WHAT THE TASK ASKS =>
Convert every item below into a JSON list of strings, with one string per line and blank lines omitted.

LISTED ENTRIES =>
+ + + +

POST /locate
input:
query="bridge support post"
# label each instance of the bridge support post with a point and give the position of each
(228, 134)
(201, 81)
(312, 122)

+ + + +

SOLVED PROBLEM =>
[
  "POST /locate",
  "input:",
  "query=\"bridge support post\"",
  "# label each instance of the bridge support post with a point and give the position of each",
  "(228, 134)",
  "(201, 81)",
  "(312, 122)"
]